■ **Task prompt**
Copy each of the rows below verbatim, with no changes.

■ **Materials provided**
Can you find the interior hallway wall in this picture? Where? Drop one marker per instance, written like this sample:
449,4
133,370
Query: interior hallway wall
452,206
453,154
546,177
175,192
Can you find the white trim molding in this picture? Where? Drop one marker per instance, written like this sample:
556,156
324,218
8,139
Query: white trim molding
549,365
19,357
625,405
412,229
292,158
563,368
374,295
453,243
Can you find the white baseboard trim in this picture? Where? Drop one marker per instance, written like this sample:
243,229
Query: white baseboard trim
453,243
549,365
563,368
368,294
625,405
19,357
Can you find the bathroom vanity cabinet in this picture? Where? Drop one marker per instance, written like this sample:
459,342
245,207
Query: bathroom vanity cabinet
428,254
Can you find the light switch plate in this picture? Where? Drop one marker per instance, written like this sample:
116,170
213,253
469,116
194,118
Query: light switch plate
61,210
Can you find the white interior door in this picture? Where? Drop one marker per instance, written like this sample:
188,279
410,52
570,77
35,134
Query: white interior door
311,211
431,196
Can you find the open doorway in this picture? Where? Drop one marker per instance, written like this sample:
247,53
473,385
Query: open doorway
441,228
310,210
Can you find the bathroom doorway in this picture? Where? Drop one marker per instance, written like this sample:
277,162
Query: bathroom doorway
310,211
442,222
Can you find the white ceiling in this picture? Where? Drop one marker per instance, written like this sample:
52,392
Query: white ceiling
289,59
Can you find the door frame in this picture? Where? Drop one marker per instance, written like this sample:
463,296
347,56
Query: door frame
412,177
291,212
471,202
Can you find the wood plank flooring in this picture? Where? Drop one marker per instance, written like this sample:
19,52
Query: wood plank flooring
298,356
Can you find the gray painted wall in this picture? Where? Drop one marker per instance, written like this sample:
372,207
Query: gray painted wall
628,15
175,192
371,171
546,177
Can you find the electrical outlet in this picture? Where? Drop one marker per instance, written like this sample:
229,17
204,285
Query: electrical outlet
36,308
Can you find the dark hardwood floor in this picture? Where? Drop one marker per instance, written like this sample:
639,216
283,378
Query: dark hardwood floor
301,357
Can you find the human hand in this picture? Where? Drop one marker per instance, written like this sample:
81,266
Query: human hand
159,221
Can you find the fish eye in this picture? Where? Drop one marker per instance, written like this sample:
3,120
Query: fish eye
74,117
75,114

■ **Worked solution**
Can you find the interior hallway wall in this picture? Where? Drop one marker per instance, written like this sample:
449,4
133,370
Query: interior hallway wall
452,206
453,154
546,177
175,192
Can you find the white trim molding in this picture? Where? Drop one marker per instance, written like this sample:
556,156
324,218
8,139
Query: white trim molding
549,365
19,357
625,405
412,229
292,158
563,368
374,295
453,243
Can you find the white baseboard trim in this picture? Where? Drop one marker per instance, written like this sample:
243,229
Query: white baseboard trim
453,243
549,365
563,368
368,294
625,405
19,357
Can you find the bathroom vanity cabinet in this picture? Where? Drop one marker per instance, written like this sample:
459,342
245,207
Query: bathroom vanity cabinet
428,254
Can you find the light switch plate in this picture? Where? Drop one marker per instance, written like this sample:
116,170
213,253
469,116
194,118
Query: light switch plate
61,210
Can you find the white interior door in this picture? Where? Drop one marker per instance, written like this sample:
188,279
410,52
570,77
35,134
Query: white interior door
311,211
431,196
Can you find the open doorway in this picture? Where? Drop one marker per instance, written like this sample:
247,53
473,385
Query: open doorway
441,228
310,210
Can you find the bathroom doorway in this picture? Where? Drop one marker per instance, written like this sample:
277,162
Query: bathroom doorway
310,211
442,222
Can you find the white ceiling in this picture? Where? Drop one marker per instance, written like this sample:
52,392
Query: white ceiling
289,59
Can you find the door frame in this picture? Where? Drop one marker per instance, written like this sample:
463,296
347,56
Query: door frame
412,177
291,212
471,202
Can you find the wood plank flooring in this picture? Where? Drop one marker per instance, written like this sample:
19,52
Query: wood plank flooring
298,356
Can you find the gray painted wall in this picture? Where? Drop one marker per instance, written like this sample:
372,207
Query: gray painted wall
628,15
175,192
371,171
546,177
Can you find the electrical outlet in this picture? Where? Drop one marker per instance, written like this sample:
229,17
204,285
Query: electrical outlet
36,308
Can you find the dark hardwood floor in this picture? Where? Drop one marker per instance, written like this sample:
639,216
283,378
Query: dark hardwood floor
301,357
Can you find the human hand in this picture? Where? Drop one marker per instance, written like this sample:
81,266
Query: human hand
159,221
Can you find the fish eye in this picture? Where? Drop one marker per instance, written like this sample:
3,120
Query: fish eye
74,117
75,114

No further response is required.